#### [Kutipan Teks]
★ ★ ★ ★ ★ ★ ★

Pada zaman dahulu kala, dimana kemajuan zaman belum
merasuki bumi Sakti Alam Kerinci, para pemuda (Bujang-Gadih) di Tigo Luhah
Tanah Sekudung Siulak mempunyai adat dan kebiasaan dalam berkasih sayang.
Dimana sibujang akan datang kerumah sigadis pada malam hari untuk bertandang,
dengan duduk berjarak dan berhadapan dengan ditemani oleh si Ibu sang gadis,
serta ditengah lampu togok/dian yang menjadi saksi.
Pantun merupakan hal yang sangat istimewa kala itu
sebagai sarana mengungkapkan perasaan sepasang muda-mudi. Pada zaman itu, adat
istiadat masih kental dipegang oleh Ninik Mamak, sehingga sepasang muda-mudi
yang berkasih sayang tidak bernai melanggar tatakrama, dan hukum agama.

★ ★ ★ ★ ★ ★ ★

#### [Daftar Tugas]
a - Terjemahkan kalimat berikut dari teks tentang adat muda-mudi Siulak ke dalam bahasa Inggris: "Pantun merupakan hal yang sangat istimewa kala itu sebagai sarana mengungkapkan perasaan sepasang muda-mudi."
b - Ubahlah bagian teks tentang adat muda-mudi Siulak yang dibuka dengan kata-kata "Dimana sibujang akan" dan ditutup dengan "dan hukum agama.". Tuliskan bagian itu kembali dengan mengganti "Ninik Mamak" menjadi "para tetua adat".
Baris-baris data tidak digunakan dalam pengerjaan tugas apa pun.

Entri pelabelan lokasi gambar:
★ ★ ★ ★ ★ ★ ★

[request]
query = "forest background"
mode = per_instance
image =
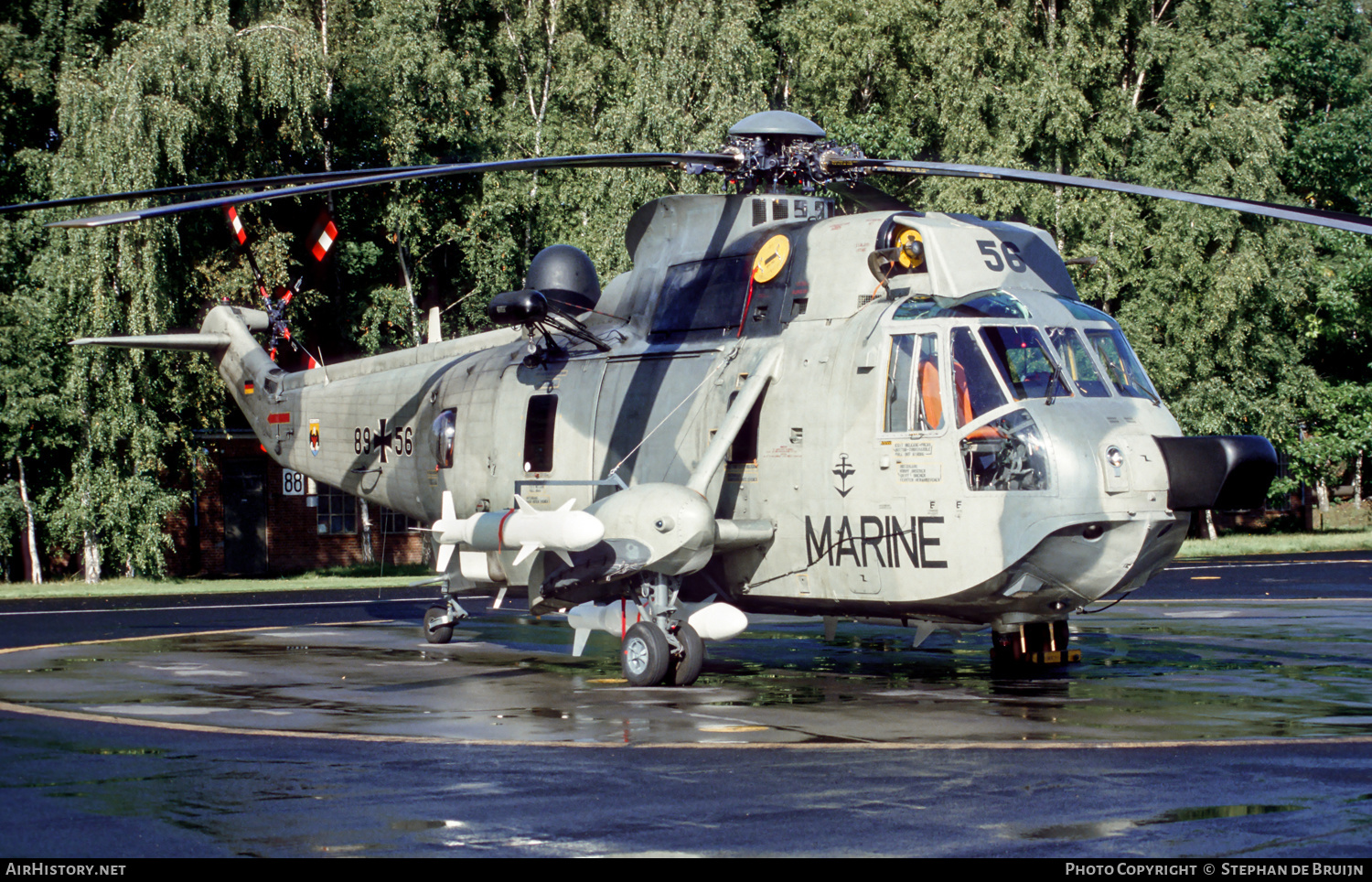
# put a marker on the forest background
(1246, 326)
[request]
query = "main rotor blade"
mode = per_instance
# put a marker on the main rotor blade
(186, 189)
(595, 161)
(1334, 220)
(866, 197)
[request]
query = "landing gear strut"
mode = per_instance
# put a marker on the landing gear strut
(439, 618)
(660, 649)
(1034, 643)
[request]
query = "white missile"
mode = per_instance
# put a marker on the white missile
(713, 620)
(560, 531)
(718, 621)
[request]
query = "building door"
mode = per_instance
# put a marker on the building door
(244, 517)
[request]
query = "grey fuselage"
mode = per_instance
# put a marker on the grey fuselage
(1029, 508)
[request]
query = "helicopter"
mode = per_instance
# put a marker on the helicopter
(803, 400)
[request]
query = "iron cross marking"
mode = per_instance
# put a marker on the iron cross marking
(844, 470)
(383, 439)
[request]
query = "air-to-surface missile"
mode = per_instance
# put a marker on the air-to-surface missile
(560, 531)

★ ★ ★ ★ ★ ★ ★

#### [Kunci Jawaban]
a - Pantun was something very special at that time as a means of expressing the feelings of a young couple.

b -
Dimana sibujang akan datang kerumah sigadis pada malam hari untuk bertandang,
dengan duduk berjarak dan berhadapan dengan ditemani oleh si Ibu sang gadis,
serta ditengah lampu togok/dian yang menjadi saksi.
Pantun merupakan hal yang sangat istimewa kala itu
sebagai sarana mengungkapkan perasaan sepasang muda-mudi. Pada zaman itu, adat
istiadat masih kental dipegang oleh para tetua adat, sehingga sepasang muda-mudi
yang berkasih sayang tidak bernai melanggar tatakrama, dan hukum agama.